Passage provided:
>> BEGIN

Currently, we’re at nine weeks, one day! (I have another countdown going for Ruth Franklin’s Shirley Jackson biography, which is out Sept. 27th.) It’s his eighth book, a number which, if you’ve been following him since The Intuitionist was published in 1999, may give you a vertiginous sense of… something.

 

When The Intuitionist came out, I was working at an ad agency as a copywriter, and I still remember reading a Laura Miller interview with Whitehead at Salon one morning, walking over to Malaprop’s Bookstore at lunch, and being relieved when they had a copy in stock. It’s a cliché but it feels like something that happened a long, long time ago—and also like it was just last year. From that interview:

When did you decide that you wanted to be a novelist?
When I was a kid. I read Stephen King and I thought he was really cool. I wanted to write novels with monsters in them. It was kind of funny, this year, to see the rediscovery of Stephen King.

>> END

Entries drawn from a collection

>> BEGIN

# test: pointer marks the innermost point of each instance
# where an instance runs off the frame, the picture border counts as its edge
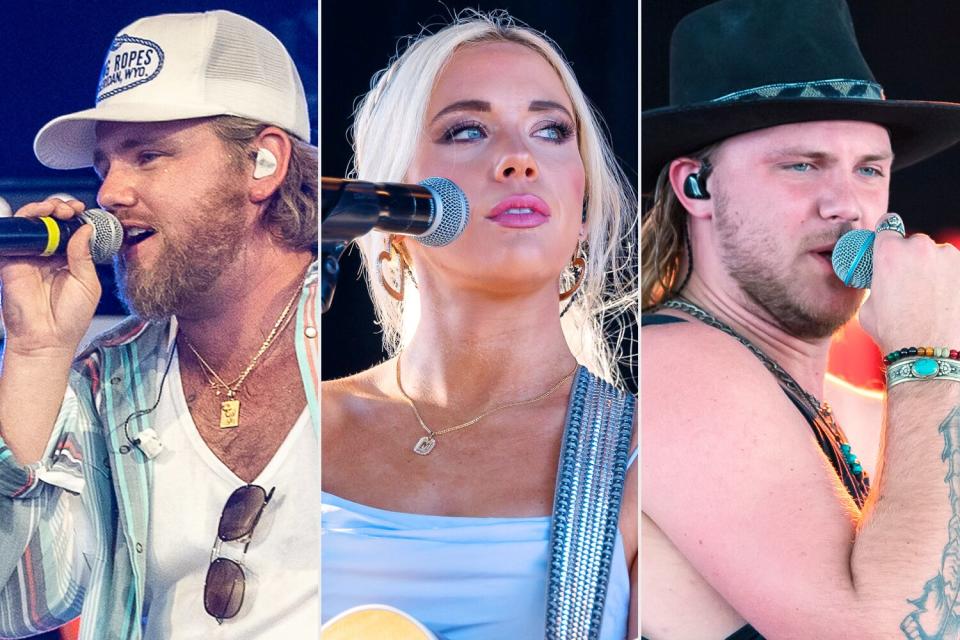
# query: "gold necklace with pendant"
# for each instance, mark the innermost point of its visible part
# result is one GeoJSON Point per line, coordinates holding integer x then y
{"type": "Point", "coordinates": [426, 444]}
{"type": "Point", "coordinates": [230, 408]}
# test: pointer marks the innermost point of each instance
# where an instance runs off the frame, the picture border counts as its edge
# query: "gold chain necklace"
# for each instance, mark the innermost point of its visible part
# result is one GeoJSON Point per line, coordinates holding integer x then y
{"type": "Point", "coordinates": [230, 408]}
{"type": "Point", "coordinates": [426, 444]}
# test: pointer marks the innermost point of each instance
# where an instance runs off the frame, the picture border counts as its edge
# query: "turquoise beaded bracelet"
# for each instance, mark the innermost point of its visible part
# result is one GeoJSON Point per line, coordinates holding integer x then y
{"type": "Point", "coordinates": [907, 352]}
{"type": "Point", "coordinates": [923, 368]}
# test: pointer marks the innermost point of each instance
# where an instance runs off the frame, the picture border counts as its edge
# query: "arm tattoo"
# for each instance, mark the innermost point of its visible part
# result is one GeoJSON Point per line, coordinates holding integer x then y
{"type": "Point", "coordinates": [936, 613]}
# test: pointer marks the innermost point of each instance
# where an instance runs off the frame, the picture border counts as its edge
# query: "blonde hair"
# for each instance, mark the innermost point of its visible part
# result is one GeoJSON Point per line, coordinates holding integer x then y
{"type": "Point", "coordinates": [291, 213]}
{"type": "Point", "coordinates": [391, 116]}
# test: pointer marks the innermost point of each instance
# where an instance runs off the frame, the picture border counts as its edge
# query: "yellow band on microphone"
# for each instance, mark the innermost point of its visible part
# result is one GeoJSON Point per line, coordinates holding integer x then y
{"type": "Point", "coordinates": [53, 236]}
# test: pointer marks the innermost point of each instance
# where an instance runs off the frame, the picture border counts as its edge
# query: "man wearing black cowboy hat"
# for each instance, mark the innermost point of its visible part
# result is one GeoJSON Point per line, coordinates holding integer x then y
{"type": "Point", "coordinates": [758, 513]}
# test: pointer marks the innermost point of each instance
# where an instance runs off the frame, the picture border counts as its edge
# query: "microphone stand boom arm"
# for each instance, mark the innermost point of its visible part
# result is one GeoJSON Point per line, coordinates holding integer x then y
{"type": "Point", "coordinates": [351, 208]}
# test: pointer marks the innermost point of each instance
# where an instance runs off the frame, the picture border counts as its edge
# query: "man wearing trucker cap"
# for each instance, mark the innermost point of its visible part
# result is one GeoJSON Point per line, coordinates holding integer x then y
{"type": "Point", "coordinates": [165, 481]}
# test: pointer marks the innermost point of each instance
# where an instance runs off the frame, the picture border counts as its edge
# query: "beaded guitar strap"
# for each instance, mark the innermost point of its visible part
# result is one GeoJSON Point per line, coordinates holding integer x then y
{"type": "Point", "coordinates": [586, 506]}
{"type": "Point", "coordinates": [833, 442]}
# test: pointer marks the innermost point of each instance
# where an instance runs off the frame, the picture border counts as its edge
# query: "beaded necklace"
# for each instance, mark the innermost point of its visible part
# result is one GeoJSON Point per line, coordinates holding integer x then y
{"type": "Point", "coordinates": [829, 435]}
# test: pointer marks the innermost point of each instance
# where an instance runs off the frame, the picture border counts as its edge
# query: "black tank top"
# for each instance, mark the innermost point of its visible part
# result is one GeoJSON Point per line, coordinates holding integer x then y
{"type": "Point", "coordinates": [856, 487]}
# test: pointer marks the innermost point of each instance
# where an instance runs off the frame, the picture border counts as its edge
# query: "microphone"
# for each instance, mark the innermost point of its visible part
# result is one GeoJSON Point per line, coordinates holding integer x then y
{"type": "Point", "coordinates": [44, 237]}
{"type": "Point", "coordinates": [853, 258]}
{"type": "Point", "coordinates": [435, 211]}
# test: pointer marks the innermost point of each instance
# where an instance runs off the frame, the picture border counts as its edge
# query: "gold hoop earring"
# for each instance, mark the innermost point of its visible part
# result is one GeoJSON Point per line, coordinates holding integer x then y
{"type": "Point", "coordinates": [403, 258]}
{"type": "Point", "coordinates": [579, 266]}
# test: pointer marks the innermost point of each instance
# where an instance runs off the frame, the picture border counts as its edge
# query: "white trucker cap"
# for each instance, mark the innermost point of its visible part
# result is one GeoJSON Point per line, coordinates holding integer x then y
{"type": "Point", "coordinates": [179, 66]}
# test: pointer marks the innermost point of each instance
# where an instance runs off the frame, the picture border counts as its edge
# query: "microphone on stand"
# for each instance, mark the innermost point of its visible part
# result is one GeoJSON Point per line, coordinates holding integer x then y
{"type": "Point", "coordinates": [435, 211]}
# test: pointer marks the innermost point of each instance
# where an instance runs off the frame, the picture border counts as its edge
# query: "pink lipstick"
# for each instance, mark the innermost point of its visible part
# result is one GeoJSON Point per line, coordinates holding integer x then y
{"type": "Point", "coordinates": [520, 212]}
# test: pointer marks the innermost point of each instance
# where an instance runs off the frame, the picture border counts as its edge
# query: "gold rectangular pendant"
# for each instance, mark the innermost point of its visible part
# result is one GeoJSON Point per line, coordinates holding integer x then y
{"type": "Point", "coordinates": [229, 414]}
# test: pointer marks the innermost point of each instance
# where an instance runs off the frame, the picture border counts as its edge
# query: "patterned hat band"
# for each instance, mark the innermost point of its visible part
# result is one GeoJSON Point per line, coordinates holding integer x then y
{"type": "Point", "coordinates": [838, 88]}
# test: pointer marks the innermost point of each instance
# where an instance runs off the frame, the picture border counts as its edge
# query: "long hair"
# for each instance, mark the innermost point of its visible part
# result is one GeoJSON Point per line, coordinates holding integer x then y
{"type": "Point", "coordinates": [291, 213]}
{"type": "Point", "coordinates": [391, 116]}
{"type": "Point", "coordinates": [664, 241]}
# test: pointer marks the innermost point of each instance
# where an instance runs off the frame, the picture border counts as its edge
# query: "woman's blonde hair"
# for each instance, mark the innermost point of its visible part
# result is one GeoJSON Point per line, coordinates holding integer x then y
{"type": "Point", "coordinates": [388, 123]}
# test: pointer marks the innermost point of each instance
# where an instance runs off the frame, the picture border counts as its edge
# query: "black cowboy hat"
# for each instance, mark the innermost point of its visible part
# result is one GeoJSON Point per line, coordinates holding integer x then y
{"type": "Point", "coordinates": [741, 65]}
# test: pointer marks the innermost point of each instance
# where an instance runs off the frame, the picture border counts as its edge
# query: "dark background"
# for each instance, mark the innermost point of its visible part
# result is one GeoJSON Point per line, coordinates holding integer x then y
{"type": "Point", "coordinates": [359, 38]}
{"type": "Point", "coordinates": [52, 52]}
{"type": "Point", "coordinates": [912, 48]}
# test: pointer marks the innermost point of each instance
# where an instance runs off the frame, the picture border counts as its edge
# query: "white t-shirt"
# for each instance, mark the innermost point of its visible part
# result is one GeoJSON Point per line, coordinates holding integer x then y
{"type": "Point", "coordinates": [189, 488]}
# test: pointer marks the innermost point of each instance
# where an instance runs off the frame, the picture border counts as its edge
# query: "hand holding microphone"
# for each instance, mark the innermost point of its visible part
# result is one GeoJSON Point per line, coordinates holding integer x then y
{"type": "Point", "coordinates": [853, 254]}
{"type": "Point", "coordinates": [48, 303]}
{"type": "Point", "coordinates": [912, 281]}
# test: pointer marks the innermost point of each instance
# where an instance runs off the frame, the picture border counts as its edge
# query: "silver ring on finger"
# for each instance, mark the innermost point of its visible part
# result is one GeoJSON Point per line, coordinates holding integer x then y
{"type": "Point", "coordinates": [892, 222]}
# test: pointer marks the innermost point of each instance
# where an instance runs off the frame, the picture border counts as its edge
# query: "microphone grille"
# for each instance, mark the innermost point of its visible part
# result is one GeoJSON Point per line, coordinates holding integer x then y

>> END

Exercises to complete:
1) Which people are mentioned by name in the passage about Whitehead's novels?
2) Repeat word for word the part of the passage about Whitehead's novels that begins at the words "When did you" and stops after "of Stephen King.".
3) How would you put this sentence from the passage about Whitehead's novels into Spanish: "I read Stephen King and I thought he was really cool."

Answers to the tasks:
1) Ruth Franklin, Shirley Jackson, Whitehead, Laura Miller, Stephen King

2)
When did you decide that you wanted to be a novelist?
When I was a kid. I read Stephen King and I thought he was really cool. I wanted to write novels with monsters in them. It was kind of funny, this year, to see the rediscovery of Stephen King.

3) Leía a Stephen King y pensaba que era realmente genial.